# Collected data
○ ○ ○ ○

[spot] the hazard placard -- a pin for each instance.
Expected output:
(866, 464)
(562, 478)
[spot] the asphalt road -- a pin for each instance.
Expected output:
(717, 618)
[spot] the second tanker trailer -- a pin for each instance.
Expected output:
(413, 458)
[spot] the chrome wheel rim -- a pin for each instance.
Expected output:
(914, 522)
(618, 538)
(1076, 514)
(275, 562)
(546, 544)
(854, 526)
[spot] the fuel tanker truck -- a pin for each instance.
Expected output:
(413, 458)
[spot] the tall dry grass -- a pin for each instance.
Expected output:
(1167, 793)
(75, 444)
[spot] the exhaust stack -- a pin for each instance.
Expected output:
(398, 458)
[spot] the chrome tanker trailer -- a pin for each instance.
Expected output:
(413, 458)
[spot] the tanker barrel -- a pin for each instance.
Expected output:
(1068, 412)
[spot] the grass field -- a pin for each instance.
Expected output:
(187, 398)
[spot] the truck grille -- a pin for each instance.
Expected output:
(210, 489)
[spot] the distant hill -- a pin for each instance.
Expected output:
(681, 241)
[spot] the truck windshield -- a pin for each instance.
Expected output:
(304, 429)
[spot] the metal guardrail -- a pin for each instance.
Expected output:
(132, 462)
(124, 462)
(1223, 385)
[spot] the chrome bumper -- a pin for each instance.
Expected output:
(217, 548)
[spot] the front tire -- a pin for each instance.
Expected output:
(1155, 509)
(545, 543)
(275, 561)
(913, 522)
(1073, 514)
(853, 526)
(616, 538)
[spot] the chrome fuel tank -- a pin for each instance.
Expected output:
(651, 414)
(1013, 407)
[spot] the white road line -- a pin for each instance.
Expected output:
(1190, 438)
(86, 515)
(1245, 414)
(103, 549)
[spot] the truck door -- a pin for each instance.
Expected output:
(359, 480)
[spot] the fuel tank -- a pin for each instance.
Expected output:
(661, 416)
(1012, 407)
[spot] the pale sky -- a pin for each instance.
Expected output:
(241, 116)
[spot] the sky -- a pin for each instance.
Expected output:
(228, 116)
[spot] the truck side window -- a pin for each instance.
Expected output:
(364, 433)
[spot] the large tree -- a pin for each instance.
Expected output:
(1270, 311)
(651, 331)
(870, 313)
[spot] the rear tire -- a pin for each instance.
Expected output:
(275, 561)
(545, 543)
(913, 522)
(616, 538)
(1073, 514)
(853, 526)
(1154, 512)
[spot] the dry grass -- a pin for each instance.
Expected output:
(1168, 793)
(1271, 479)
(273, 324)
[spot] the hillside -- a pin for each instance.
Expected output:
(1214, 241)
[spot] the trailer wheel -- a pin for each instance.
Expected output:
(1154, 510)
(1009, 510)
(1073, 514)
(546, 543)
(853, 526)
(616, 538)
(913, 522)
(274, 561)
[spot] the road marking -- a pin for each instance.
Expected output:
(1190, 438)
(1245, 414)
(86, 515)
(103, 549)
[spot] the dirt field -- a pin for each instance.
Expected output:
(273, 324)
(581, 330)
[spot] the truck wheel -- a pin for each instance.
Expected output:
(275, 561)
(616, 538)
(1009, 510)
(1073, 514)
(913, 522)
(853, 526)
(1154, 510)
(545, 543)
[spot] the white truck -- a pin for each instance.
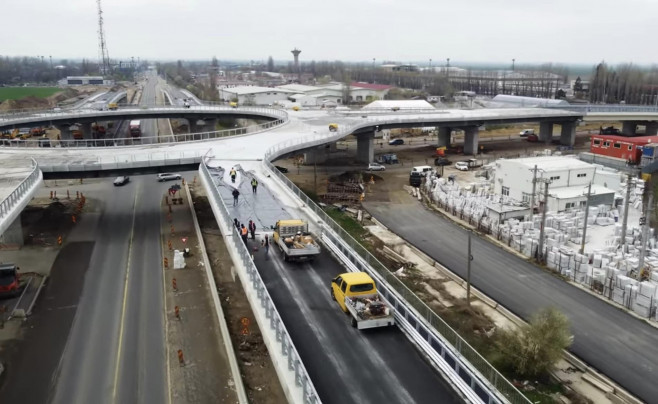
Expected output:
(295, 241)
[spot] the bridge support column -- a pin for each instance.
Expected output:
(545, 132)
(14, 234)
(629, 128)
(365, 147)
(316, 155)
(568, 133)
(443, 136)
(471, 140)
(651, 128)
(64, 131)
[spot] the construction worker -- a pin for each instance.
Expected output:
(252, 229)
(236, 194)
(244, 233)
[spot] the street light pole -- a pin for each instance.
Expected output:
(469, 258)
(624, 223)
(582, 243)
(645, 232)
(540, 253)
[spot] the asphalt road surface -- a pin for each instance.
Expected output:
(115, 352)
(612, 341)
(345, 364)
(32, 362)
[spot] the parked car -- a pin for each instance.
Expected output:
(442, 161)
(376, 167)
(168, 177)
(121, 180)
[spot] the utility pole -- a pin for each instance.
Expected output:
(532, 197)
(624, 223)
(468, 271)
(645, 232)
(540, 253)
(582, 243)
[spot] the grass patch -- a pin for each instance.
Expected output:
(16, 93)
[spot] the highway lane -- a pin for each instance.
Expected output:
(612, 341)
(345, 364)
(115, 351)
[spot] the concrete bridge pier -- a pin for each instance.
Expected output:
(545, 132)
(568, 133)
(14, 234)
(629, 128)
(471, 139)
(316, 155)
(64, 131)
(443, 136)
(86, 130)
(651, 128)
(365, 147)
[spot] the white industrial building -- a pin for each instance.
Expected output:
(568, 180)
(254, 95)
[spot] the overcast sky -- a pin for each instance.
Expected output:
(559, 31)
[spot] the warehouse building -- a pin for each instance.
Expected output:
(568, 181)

○ ○ ○ ○

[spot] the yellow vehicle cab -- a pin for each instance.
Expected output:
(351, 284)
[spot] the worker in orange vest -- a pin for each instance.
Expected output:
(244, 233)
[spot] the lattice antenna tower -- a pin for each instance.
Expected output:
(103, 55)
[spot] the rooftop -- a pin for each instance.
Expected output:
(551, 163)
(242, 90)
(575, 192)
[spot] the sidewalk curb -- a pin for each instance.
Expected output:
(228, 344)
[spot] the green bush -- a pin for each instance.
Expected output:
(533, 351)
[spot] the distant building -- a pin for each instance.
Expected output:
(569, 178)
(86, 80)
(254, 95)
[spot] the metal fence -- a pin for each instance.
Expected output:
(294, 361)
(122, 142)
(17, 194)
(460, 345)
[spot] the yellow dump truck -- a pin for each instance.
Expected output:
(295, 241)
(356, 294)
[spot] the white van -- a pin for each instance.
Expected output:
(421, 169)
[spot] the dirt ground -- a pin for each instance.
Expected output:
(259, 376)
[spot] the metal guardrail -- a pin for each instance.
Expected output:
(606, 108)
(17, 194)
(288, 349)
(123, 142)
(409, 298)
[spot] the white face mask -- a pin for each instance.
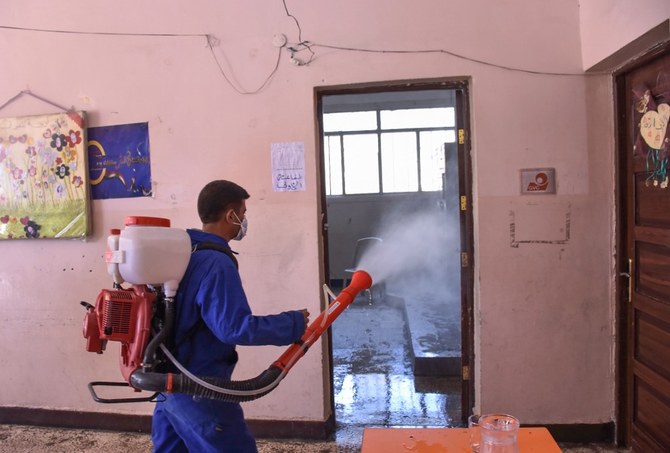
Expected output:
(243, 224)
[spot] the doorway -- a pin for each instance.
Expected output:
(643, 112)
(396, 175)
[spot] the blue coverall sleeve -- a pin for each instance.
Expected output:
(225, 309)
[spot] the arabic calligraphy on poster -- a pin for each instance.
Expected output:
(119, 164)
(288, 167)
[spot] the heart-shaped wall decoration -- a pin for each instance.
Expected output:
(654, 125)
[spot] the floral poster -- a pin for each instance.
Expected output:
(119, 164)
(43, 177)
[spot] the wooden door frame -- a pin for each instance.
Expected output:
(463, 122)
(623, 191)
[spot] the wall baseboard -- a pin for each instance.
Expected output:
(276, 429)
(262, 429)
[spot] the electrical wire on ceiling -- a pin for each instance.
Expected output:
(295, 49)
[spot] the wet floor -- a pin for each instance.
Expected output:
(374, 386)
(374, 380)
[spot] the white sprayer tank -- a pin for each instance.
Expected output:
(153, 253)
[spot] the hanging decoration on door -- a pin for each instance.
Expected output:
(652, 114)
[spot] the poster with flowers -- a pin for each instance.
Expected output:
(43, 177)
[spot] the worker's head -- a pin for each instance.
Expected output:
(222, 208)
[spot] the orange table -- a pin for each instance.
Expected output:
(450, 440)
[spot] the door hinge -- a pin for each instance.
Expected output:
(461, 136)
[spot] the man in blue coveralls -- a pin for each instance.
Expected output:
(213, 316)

○ ○ ○ ○

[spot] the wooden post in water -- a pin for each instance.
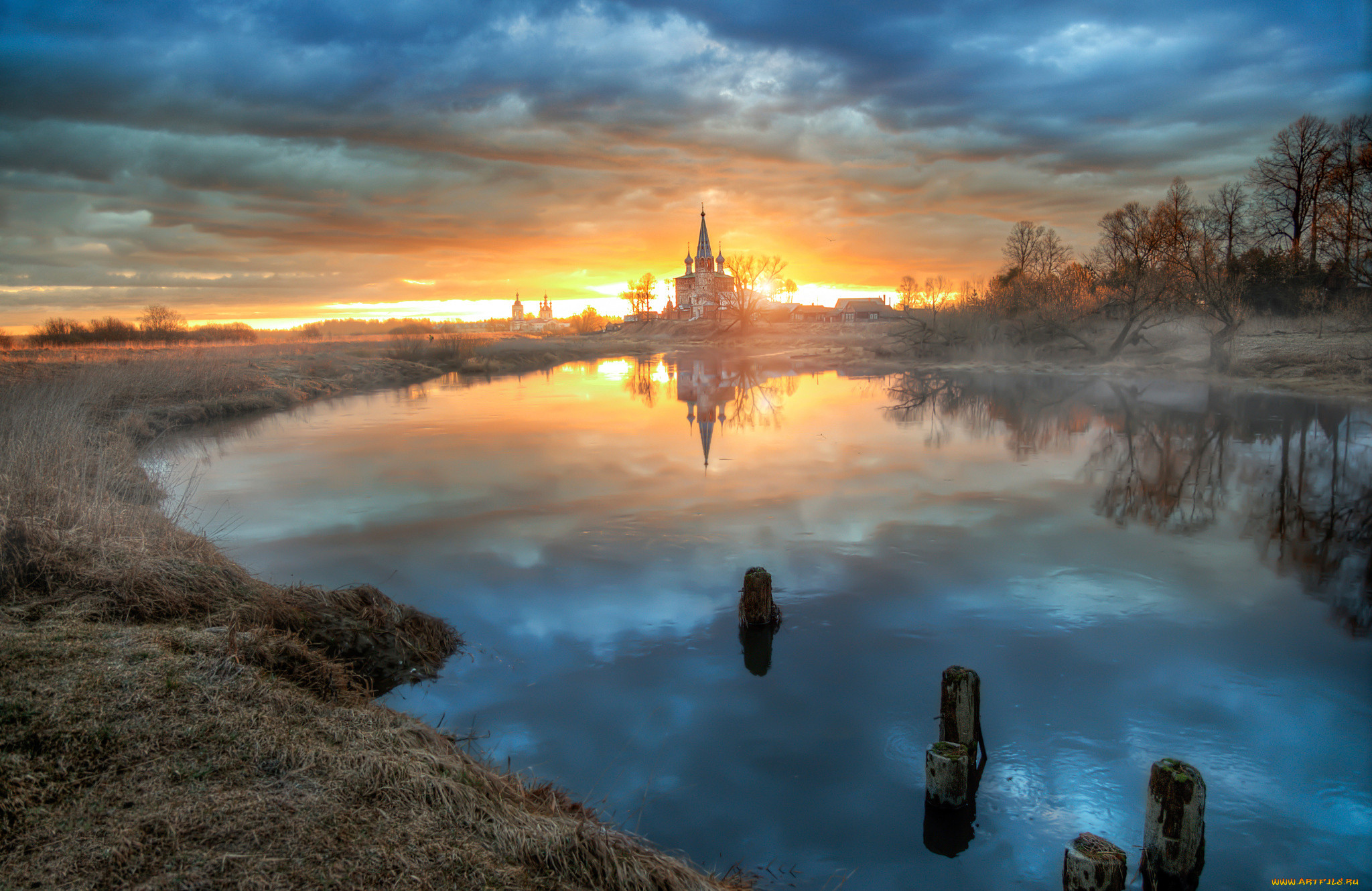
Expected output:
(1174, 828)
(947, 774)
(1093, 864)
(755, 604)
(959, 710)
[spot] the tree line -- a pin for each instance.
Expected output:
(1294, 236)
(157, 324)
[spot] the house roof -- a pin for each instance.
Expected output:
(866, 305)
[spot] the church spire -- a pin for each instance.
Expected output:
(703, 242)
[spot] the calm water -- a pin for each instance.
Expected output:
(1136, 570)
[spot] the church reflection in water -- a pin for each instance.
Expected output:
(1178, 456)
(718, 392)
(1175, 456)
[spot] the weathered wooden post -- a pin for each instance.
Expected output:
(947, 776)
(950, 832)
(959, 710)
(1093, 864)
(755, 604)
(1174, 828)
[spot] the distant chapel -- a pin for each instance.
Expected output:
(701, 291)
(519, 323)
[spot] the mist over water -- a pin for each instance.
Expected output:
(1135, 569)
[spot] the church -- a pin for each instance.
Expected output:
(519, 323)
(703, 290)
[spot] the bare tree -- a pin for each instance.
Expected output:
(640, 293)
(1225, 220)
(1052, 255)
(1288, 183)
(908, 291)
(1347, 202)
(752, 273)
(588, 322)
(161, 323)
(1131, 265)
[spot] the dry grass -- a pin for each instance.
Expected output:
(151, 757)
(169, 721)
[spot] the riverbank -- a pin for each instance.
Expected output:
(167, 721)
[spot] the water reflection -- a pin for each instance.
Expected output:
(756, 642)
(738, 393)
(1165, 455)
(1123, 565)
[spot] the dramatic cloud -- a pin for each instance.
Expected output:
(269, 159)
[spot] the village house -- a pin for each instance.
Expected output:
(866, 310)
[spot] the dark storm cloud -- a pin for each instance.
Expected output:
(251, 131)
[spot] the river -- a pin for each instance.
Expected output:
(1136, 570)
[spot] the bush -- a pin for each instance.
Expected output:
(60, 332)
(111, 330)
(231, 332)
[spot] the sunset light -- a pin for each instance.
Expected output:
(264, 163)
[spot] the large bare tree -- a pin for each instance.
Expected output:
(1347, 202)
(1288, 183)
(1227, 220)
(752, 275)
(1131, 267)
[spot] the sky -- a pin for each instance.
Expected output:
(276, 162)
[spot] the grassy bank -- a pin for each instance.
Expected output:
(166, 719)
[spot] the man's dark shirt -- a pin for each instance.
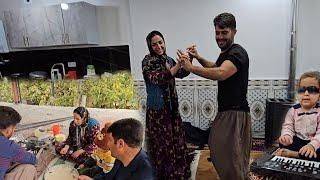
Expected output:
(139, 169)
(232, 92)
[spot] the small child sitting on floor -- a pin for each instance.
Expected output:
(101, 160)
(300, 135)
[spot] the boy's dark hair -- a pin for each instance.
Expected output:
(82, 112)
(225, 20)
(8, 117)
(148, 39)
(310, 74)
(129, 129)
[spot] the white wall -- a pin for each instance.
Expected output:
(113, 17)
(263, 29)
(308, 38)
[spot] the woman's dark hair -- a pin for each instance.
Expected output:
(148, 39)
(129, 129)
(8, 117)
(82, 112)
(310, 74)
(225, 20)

○ ○ ○ ○

# Written instruction
Can you put the lines of the listing into a numbered list, beginning with the line containing "[spot] the chrome bumper" and running through the line containing "(1154, 512)", both included and blank lines left out?

# Task solution
1. [spot] the chrome bumper -- a pin for each instance.
2. Expected output:
3. (217, 548)
4. [spot] the front tire -- a pin for each instance.
5. Expected output:
6. (1155, 509)
7. (545, 543)
8. (275, 561)
9. (913, 522)
10. (1073, 514)
11. (853, 526)
12. (616, 538)
13. [spot] the chrome fuel tank -- a pin for each instance.
14. Expected output:
15. (651, 414)
16. (1013, 407)
17. [spot] the white road line -- a pin for each instance.
18. Expected output:
19. (1190, 438)
20. (86, 515)
21. (1245, 414)
22. (103, 549)
23. [spot] the truck door -- a pin for each instance.
24. Expected output:
25. (359, 480)
26. [spot] the fuel tank -- a pin for each instance.
27. Expected output:
28. (661, 416)
29. (1012, 407)
30. [spot] the pale sky -- a pin for each instance.
31. Expected output:
32. (241, 116)
33. [spot] the sky -- a pin for each instance.
34. Expected output:
35. (228, 116)
36. [spot] the truck side window -- a pin for each instance.
37. Expected output:
38. (364, 433)
39. [spot] the large tree -- a pin for each instance.
40. Expected output:
41. (1270, 311)
42. (651, 331)
43. (870, 313)
44. [spot] the rear tire -- a pin for each instance.
45. Expected output:
46. (275, 561)
47. (545, 543)
48. (913, 522)
49. (616, 538)
50. (1073, 514)
51. (853, 526)
52. (1154, 512)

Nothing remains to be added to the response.